[Contour annotation items]
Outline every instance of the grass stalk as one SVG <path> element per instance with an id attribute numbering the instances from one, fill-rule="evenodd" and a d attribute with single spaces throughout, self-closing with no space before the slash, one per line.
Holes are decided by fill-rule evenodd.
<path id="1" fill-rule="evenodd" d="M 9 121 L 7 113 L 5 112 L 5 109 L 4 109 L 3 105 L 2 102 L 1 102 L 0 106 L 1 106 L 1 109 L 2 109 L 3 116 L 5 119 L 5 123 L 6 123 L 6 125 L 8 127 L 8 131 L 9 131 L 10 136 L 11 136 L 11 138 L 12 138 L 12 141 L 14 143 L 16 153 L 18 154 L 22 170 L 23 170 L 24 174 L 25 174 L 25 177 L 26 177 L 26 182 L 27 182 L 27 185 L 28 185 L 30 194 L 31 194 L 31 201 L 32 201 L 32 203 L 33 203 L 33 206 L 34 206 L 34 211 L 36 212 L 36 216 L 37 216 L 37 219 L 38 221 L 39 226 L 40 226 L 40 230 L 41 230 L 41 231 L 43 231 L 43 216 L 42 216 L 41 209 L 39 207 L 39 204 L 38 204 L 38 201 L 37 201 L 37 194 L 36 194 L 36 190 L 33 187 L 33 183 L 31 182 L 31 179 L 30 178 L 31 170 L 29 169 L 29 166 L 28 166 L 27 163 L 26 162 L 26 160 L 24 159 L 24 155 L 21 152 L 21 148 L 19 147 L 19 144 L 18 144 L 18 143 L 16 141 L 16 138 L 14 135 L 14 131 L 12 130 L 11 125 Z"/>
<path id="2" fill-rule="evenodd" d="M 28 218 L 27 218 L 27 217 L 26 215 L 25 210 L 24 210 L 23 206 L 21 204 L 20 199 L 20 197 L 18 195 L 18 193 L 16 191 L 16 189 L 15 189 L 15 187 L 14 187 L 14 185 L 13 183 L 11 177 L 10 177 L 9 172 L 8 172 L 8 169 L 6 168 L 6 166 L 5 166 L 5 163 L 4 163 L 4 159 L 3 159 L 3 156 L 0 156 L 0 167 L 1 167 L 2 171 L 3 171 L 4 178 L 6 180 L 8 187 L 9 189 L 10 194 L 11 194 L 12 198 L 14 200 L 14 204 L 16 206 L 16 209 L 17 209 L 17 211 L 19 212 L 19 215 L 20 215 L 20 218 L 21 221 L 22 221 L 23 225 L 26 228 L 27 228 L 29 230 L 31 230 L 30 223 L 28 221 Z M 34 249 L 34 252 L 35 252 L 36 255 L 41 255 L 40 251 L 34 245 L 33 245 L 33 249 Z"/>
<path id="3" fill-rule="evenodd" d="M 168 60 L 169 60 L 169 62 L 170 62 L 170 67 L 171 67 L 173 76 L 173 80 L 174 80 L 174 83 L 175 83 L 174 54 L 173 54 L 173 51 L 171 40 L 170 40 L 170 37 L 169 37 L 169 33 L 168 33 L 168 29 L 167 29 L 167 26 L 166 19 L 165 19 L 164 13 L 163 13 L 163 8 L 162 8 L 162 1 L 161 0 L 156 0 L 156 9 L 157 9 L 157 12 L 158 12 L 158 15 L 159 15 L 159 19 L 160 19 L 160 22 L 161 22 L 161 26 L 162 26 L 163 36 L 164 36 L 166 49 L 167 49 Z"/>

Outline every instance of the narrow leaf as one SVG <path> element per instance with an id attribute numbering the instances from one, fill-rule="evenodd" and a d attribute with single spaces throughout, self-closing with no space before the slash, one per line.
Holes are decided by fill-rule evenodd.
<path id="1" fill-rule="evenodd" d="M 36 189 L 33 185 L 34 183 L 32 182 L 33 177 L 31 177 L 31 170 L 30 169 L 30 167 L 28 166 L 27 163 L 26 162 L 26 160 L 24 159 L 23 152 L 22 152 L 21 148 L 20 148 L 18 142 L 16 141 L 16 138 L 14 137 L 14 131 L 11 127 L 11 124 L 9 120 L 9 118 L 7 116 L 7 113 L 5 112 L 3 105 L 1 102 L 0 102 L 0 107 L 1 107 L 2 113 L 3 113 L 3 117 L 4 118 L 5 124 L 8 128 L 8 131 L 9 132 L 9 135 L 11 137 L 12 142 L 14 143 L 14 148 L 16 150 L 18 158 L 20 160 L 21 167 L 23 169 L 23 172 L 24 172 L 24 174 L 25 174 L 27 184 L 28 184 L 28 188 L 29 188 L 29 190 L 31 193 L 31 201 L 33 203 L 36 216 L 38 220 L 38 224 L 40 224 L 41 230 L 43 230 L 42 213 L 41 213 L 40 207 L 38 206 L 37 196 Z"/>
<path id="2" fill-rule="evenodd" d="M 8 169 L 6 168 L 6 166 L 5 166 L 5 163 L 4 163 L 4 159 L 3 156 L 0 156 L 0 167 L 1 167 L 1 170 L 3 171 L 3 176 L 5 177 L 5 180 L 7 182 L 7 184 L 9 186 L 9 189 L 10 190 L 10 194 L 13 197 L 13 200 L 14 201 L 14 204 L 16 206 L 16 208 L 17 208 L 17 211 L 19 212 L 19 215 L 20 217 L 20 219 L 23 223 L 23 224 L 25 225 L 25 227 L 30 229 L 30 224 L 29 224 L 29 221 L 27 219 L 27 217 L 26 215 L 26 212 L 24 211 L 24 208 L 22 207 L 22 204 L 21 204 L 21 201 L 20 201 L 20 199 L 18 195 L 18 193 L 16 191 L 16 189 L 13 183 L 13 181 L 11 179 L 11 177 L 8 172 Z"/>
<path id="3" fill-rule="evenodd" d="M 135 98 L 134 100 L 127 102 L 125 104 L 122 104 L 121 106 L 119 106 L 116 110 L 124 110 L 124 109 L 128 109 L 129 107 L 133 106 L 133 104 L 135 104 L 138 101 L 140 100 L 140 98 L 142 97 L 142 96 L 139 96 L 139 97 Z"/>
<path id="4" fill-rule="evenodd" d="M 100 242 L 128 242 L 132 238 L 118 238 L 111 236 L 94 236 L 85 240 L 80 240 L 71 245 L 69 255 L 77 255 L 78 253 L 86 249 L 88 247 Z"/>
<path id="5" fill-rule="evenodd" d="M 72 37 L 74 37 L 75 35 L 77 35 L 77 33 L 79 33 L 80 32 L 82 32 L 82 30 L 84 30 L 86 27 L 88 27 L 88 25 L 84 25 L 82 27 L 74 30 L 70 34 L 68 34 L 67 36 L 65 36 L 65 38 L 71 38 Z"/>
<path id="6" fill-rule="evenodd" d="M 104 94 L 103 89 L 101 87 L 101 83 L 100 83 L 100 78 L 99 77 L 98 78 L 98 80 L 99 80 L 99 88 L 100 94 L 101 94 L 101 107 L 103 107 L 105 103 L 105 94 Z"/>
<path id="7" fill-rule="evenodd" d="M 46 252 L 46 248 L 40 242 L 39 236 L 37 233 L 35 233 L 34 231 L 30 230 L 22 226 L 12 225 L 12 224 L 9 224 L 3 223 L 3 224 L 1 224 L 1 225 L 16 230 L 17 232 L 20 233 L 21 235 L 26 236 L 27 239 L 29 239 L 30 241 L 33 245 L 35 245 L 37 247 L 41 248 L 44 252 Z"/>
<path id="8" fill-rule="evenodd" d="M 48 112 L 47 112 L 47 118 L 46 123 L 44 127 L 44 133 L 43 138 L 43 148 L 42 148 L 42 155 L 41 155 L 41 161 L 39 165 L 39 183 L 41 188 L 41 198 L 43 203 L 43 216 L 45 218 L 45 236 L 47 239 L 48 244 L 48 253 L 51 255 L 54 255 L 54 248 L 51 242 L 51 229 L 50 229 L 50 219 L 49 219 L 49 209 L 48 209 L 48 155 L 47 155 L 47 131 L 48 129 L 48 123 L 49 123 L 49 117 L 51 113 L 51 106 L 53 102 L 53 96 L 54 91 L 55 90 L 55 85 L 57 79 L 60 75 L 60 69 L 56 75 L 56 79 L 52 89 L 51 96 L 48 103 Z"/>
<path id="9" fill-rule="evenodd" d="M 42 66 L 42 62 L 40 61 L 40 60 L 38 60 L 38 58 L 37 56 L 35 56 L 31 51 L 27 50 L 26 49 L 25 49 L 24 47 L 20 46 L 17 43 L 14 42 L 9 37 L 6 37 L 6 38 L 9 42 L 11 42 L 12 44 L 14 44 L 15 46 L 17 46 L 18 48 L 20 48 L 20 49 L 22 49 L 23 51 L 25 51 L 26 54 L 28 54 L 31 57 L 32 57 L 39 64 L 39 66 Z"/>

[REQUIRED WORK]
Could you print, character for character, everything from the line containing "Outline every instance of the narrow" down to the line containing "36 189 L 33", with both of those lines included?

[ANSWER TO THIS TASK]
Outline every instance of the narrow leaf as one SVG <path> element per instance with an id attribute numbering the instances from one, fill-rule="evenodd" and a d attribute with single spaces throughout, self-closing with no space before the slash, one per line.
Holes are decided by fill-rule evenodd.
<path id="1" fill-rule="evenodd" d="M 36 189 L 33 185 L 34 183 L 32 182 L 33 177 L 31 177 L 31 170 L 30 169 L 30 167 L 28 166 L 27 163 L 26 162 L 26 160 L 24 159 L 23 152 L 22 152 L 21 148 L 20 148 L 18 142 L 16 141 L 16 138 L 14 137 L 14 131 L 11 127 L 11 124 L 9 120 L 9 118 L 7 116 L 7 113 L 5 112 L 3 105 L 1 102 L 0 102 L 0 107 L 1 107 L 2 113 L 3 113 L 3 117 L 4 118 L 5 124 L 8 128 L 8 131 L 9 132 L 9 135 L 11 137 L 12 142 L 14 143 L 14 148 L 16 150 L 18 158 L 20 160 L 21 167 L 23 169 L 23 172 L 24 172 L 24 174 L 25 174 L 27 184 L 28 184 L 28 188 L 29 188 L 29 190 L 31 193 L 31 201 L 33 203 L 36 216 L 38 220 L 38 224 L 40 224 L 41 230 L 43 230 L 42 213 L 41 213 L 40 207 L 38 206 L 37 196 Z"/>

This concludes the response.